[Start]
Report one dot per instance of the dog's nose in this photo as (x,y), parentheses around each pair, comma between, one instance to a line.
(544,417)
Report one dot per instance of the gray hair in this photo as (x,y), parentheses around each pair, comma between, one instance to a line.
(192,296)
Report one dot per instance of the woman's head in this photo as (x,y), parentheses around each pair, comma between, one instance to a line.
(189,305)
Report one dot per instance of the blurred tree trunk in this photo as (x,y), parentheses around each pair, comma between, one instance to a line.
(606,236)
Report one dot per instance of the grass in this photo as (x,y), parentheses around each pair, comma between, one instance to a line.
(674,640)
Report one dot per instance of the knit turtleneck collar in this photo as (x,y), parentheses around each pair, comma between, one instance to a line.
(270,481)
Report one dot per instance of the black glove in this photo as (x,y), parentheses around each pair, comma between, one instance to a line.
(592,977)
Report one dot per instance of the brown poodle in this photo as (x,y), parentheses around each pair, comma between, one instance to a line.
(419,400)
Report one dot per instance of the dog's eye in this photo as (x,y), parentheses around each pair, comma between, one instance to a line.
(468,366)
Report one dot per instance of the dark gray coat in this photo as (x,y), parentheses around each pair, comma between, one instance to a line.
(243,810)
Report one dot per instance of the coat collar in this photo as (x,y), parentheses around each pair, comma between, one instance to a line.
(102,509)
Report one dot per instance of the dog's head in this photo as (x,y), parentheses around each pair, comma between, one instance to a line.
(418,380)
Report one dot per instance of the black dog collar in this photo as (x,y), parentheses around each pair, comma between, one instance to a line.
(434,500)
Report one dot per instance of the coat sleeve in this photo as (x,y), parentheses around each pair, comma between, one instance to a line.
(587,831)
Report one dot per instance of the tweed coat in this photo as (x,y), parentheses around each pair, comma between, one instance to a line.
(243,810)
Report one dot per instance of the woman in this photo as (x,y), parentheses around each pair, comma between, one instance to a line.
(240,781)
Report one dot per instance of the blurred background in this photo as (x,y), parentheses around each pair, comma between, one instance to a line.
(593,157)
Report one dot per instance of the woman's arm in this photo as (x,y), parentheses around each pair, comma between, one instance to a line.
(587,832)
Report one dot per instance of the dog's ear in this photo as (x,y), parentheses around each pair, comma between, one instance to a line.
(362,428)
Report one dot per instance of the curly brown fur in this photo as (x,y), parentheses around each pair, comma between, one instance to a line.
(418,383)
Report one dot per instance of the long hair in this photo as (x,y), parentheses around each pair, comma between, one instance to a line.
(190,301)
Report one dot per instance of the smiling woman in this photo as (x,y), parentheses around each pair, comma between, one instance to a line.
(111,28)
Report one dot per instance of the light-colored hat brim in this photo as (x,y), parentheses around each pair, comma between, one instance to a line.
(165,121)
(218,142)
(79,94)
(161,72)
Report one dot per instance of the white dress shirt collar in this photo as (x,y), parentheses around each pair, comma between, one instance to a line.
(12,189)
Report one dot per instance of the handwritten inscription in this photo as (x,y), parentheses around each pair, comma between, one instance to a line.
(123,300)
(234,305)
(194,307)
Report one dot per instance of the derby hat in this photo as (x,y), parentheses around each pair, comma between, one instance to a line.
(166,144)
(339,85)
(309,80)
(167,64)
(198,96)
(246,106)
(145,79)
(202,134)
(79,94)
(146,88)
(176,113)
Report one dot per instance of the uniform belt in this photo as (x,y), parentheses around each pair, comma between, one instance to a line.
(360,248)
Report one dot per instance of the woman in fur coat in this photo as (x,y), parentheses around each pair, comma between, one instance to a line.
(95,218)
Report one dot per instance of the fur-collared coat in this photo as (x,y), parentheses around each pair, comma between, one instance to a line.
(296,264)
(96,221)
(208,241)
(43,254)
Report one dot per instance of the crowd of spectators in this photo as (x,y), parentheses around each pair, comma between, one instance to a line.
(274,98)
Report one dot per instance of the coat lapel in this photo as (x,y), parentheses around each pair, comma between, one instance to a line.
[End]
** Aim of the exercise **
Rewrite all the items above, changing "one instance to a line" to "one instance per line" wherever it occurs and leaving everything else as it is.

** Response **
Report one dot per instance of the dog's nose in this photo as (x,y), parentheses around each pair, comma between, one instance per line.
(544,417)
Report one dot per instance of the gray hair in this photo as (x,y), parentheses around each pair, comma between, one instance per line.
(192,296)
Report one dot per instance of the woman's head in this photo as (x,y), parentheses around each pair, comma between, one instance per line.
(189,305)
Report one dot per instance of the blurred tree trunk in this photo as (x,y), parentheses around each pair, comma between, one instance per line.
(606,236)
Report one dot per instance of the grass in this photo as (x,y), parentheses around each pair, comma between, one instance per line.
(674,640)
Report one dot per instance of the knit turtleneck collar in this photo as (x,y), parentheses around each pair, comma between, one instance per line.
(270,481)
Report one dot per instance of the black glove in this photo as (x,y), parentheses around each pair, comma between, one instance per line.
(592,977)
Report one dot per instance of the brown poodle in this photo as (x,y), parentheses around each pair, comma between, one instance per line.
(419,400)
Report one dot per instance of the dog's eye in this photo as (x,y), parentheses around each pair, comma between, one instance per line.
(468,366)
Report one dot per instance of the dark gray coat in this photo as (x,y), parentheses around each pair, comma between, one instance per line.
(243,810)
Report one dot per instance of the coat collar in this photo as (x,y), parentheses around each pair, comma between, one instance per line.
(102,509)
Report one dot per instance of the dog's head in this photo as (x,y), parentheses around each pair, comma between, one instance per line.
(418,380)
Report one dot per instance of the black dog collar in this photo as (x,y), parentheses around each pair, comma between, one instance per line.
(434,500)
Report one dot per instance of the coat sleeve in this photo as (x,y), parentheses around each pair, comma between, one instance per line.
(587,831)
Report one dot per instance of the tweed coat in this photo as (x,y), parentheses around each pair, comma between, one instance per line.
(243,810)
Report one dot per instance of the woman in this photo as (x,y), parentheses around each pair, comma between, one instance per line.
(240,781)
Report one dot per instance of the blurred background in this photo as (x,y), parentheses around each pair, comma between, one instance per line.
(593,157)
Report one dot per instance of the woman's arm in this photo as (x,y), parentheses around each pair, comma between, one instance per line.
(587,832)
Report one dot per instance of the dog's ear in this photo as (x,y), parentheses around each pair, comma between, one instance per line.
(362,428)
Report one dot per instance of the curly brown fur in this photo as (x,y), parentheses around each pair, comma between, one instance per line.
(418,383)
Report one dot per instance of the long hair in this photo as (x,y), parentheses around each pair, comma between, one instance per line.
(190,301)
Report one dot per instance of the smiling woman in this photo as (x,y), parentheses around each pair, comma between, one instance per line.
(111,28)
Report one dot per instance of the light-colored hat brim in this photo as (x,y), parentheses around each pair, comma between, one instance per line.
(165,121)
(218,142)
(79,94)
(161,72)
Report one dot per instance of the white dress shirt collar in this photo as (x,y), parentheses around each pair, comma between, one instance per line.
(12,189)
Report one dot per instance of the handwritten inscription in this photo as (x,y), parentheses around each pair, comma between, one instance per line.
(123,300)
(234,305)
(194,307)
Report one dot per instance of the derby hat in this photo as (x,y), parentheses around each pair, comma between, one instance per line.
(166,144)
(339,85)
(309,80)
(167,64)
(198,96)
(246,106)
(145,79)
(202,134)
(79,94)
(146,88)
(176,113)
Report one dot per instance of the uniform belt in this photo as (x,y), parentheses around each pair, comma between, one instance per line.
(360,248)
Report one dot per instance of the woman in fur coat in this photo as (x,y), parentheses around each pair, comma between, one instance per line.
(95,218)
Report one dot per instance of the fur-collared coat in this photo as (x,y), parentheses around each pair, comma between, one instance per line.
(296,264)
(96,221)
(208,241)
(43,254)
Report one dot per instance of the crowd of spectators in this photo as (x,y), parentheses around each pair, comma between, one instance per line.
(274,98)
Report one dot per instance of the coat lapel in this photo as (x,y), parentheses around each pair, comma between, one instance per line.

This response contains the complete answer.